**Exercise brief**
Pick out every line in the items below that contains the string "candle", matching its case exactly.
□ □ □ □
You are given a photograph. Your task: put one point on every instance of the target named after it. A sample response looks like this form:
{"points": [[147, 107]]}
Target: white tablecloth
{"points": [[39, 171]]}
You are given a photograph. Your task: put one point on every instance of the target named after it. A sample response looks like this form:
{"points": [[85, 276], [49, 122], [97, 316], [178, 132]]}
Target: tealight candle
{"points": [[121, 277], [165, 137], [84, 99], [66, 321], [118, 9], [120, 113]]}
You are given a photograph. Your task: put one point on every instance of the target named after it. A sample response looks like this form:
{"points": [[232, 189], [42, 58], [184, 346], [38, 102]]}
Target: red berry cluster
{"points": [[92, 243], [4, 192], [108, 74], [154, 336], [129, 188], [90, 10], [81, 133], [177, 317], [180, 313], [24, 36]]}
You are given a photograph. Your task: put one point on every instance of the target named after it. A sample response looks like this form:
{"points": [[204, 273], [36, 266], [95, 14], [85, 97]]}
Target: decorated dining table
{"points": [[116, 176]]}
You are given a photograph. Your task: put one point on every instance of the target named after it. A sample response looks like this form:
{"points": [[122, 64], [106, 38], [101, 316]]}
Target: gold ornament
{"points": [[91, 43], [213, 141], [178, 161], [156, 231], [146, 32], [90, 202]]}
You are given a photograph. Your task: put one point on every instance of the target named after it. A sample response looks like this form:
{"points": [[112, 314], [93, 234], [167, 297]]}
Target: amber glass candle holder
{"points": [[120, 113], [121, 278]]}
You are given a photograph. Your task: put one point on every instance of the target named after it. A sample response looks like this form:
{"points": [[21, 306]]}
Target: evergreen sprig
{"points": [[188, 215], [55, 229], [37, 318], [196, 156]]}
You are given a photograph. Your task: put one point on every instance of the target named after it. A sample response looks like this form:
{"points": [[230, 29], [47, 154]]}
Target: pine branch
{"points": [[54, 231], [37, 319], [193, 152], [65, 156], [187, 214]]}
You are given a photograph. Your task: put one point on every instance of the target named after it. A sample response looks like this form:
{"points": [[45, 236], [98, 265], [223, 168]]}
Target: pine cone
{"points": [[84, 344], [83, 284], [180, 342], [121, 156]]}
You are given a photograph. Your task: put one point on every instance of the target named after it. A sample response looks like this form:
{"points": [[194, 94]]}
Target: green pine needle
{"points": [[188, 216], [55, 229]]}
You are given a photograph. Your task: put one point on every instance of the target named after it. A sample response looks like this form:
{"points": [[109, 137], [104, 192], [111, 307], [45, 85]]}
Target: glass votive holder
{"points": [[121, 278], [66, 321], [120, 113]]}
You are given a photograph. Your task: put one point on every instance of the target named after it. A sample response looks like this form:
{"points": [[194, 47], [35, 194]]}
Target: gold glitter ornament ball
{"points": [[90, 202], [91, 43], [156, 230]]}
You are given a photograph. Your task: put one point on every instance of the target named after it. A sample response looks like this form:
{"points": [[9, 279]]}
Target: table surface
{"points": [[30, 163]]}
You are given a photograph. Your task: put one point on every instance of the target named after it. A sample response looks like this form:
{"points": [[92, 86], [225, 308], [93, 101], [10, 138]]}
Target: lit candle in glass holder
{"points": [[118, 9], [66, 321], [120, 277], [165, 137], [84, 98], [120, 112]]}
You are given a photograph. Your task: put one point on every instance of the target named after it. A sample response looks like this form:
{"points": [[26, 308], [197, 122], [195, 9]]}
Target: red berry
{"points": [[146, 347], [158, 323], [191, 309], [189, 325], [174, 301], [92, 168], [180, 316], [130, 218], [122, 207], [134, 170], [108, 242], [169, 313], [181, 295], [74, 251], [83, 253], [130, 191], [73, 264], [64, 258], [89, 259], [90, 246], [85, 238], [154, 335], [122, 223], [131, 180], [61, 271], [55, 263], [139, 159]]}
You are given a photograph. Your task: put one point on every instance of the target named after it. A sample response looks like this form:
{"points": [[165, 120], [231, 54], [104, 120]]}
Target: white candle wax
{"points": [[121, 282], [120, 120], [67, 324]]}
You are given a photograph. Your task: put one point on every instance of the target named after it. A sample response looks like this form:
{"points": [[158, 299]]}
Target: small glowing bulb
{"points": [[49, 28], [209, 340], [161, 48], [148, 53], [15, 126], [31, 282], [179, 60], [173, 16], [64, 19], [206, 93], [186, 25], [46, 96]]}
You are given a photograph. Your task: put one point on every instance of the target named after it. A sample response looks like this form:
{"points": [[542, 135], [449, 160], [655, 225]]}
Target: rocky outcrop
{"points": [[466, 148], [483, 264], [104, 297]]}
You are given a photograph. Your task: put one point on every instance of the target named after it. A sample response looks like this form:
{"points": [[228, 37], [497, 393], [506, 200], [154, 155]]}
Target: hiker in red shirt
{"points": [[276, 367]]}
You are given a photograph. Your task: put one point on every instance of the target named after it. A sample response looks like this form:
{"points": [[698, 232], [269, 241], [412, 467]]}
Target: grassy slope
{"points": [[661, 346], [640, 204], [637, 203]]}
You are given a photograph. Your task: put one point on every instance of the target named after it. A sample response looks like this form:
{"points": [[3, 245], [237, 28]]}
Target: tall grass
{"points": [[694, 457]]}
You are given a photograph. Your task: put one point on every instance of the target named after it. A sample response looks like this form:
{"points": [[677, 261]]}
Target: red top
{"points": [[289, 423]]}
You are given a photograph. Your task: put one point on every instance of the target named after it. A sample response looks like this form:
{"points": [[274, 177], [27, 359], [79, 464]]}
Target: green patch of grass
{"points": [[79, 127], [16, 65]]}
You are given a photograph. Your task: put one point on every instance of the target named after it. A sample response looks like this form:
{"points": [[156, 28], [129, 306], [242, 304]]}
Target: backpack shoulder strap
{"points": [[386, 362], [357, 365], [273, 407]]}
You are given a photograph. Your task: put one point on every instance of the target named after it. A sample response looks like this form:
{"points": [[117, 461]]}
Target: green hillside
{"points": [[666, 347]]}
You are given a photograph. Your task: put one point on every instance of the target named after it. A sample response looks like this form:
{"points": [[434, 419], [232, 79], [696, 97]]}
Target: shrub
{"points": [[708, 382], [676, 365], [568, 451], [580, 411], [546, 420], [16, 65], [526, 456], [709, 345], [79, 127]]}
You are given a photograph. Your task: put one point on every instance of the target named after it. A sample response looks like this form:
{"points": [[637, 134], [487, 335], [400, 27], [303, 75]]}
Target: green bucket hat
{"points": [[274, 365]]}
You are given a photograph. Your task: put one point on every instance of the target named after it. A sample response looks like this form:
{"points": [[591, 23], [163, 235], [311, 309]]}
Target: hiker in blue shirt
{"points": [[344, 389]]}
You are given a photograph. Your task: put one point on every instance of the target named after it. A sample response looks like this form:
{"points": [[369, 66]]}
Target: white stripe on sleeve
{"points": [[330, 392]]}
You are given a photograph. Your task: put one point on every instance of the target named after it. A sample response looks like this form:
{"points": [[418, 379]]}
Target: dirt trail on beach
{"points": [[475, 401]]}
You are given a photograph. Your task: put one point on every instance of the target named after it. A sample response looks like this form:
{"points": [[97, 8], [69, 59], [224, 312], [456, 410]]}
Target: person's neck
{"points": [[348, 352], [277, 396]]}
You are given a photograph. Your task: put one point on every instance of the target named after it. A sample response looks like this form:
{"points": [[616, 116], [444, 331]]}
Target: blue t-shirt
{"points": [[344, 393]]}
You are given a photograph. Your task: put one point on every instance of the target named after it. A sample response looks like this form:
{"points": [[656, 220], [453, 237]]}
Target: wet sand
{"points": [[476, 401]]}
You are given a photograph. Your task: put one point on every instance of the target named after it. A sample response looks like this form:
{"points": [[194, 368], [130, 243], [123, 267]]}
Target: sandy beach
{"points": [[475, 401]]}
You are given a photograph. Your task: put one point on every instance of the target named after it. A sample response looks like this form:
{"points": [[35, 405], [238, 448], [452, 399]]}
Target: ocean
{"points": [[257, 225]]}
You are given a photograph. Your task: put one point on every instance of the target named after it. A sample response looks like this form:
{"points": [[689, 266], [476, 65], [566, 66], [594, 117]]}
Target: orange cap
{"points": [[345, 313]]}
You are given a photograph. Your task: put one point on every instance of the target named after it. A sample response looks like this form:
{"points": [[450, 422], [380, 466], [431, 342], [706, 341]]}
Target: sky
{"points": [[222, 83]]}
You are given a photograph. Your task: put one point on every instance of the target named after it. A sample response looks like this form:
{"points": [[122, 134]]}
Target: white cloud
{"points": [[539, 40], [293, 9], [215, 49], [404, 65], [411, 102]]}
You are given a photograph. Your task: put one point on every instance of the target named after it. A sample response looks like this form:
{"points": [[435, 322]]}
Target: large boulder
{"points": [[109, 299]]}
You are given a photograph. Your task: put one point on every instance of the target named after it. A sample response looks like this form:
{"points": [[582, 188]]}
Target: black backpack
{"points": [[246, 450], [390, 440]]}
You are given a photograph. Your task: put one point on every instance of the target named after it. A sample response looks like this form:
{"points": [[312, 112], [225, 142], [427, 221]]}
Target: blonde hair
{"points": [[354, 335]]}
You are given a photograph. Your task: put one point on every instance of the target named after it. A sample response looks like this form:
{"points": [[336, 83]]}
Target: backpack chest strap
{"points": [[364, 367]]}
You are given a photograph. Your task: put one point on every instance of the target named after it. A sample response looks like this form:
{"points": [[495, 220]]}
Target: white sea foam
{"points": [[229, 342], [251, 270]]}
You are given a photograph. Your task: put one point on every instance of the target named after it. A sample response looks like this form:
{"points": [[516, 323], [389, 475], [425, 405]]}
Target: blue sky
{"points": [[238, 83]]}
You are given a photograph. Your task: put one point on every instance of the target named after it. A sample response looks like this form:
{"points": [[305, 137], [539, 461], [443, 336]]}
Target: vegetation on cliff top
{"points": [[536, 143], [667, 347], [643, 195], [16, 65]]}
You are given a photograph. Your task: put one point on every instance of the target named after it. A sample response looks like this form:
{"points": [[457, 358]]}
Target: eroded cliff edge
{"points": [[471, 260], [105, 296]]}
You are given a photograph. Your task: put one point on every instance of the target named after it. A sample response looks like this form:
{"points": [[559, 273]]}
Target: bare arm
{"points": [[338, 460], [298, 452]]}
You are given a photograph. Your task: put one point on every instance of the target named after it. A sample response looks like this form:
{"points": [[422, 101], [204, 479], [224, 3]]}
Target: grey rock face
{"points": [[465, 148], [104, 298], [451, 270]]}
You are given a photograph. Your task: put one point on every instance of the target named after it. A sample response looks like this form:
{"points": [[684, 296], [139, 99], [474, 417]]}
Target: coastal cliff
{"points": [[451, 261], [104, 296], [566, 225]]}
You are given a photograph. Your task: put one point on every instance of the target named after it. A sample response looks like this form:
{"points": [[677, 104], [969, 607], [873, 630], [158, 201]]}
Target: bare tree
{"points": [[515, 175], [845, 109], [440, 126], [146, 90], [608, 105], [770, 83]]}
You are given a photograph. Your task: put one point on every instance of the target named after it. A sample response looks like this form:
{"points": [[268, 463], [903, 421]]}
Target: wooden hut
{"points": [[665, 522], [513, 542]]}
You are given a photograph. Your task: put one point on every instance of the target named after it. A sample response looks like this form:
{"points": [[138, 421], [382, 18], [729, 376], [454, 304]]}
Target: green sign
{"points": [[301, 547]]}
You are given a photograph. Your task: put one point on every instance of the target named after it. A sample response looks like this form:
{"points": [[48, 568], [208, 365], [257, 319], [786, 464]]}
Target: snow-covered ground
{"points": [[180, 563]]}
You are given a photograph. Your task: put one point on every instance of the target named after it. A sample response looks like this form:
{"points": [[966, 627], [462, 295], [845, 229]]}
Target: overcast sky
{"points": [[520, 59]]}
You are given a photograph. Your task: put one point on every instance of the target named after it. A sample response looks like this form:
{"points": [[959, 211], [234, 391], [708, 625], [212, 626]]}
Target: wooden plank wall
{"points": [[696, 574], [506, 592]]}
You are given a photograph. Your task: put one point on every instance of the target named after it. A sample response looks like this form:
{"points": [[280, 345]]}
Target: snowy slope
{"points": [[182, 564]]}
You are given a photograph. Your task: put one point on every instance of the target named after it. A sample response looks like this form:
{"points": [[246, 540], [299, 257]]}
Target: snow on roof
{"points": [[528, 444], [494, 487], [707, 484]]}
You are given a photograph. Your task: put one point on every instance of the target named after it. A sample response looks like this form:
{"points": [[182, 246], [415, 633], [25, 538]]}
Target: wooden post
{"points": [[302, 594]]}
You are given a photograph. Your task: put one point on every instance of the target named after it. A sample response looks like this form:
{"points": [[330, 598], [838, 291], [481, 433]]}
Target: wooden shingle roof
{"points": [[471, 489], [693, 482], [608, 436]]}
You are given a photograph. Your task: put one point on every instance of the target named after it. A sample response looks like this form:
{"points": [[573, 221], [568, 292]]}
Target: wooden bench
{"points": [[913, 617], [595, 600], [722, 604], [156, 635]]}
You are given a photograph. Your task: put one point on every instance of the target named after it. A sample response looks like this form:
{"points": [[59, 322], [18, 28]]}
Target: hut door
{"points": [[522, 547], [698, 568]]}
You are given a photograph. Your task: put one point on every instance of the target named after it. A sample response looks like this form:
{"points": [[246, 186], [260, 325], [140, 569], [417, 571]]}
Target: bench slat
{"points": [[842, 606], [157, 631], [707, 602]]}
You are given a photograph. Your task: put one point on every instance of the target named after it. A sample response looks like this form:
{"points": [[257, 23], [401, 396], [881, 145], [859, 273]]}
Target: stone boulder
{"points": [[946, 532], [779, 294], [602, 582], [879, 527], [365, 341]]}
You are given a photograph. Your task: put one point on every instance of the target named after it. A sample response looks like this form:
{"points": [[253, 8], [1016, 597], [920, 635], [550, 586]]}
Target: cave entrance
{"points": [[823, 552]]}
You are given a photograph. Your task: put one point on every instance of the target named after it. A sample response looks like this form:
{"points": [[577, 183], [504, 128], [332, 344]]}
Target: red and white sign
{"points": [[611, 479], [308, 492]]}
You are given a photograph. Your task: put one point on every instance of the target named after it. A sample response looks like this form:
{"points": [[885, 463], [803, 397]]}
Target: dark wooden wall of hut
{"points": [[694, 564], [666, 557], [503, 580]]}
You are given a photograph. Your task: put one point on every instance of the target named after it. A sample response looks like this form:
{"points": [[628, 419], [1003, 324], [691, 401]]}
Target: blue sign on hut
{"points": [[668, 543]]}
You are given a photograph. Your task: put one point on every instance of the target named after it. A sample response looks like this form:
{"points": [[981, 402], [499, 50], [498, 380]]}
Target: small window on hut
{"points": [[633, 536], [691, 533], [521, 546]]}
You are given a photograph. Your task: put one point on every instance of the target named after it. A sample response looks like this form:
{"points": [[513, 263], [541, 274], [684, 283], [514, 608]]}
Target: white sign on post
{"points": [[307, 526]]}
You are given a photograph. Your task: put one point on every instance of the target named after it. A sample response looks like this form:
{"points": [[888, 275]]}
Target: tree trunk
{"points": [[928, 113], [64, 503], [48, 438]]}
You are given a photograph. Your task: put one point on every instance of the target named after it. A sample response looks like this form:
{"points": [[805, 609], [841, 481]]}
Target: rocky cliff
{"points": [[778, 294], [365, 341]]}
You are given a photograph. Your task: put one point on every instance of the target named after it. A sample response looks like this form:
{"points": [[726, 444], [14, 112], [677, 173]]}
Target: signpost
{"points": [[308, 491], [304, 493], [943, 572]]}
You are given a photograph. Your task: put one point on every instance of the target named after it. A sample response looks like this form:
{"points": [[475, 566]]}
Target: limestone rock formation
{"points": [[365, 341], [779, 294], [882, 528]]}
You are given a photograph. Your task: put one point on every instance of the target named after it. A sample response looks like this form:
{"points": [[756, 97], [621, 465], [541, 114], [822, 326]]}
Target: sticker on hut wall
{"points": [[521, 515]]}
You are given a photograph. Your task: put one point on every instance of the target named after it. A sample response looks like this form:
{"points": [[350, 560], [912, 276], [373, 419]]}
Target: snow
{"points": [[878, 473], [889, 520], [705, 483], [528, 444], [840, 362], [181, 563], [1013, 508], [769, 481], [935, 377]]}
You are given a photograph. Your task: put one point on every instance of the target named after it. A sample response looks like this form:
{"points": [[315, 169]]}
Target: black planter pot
□ □ □ □
**Result**
Target: tealight candle
Target: amber glass candle holder
Target: lit candle in glass holder
Target: white candle wax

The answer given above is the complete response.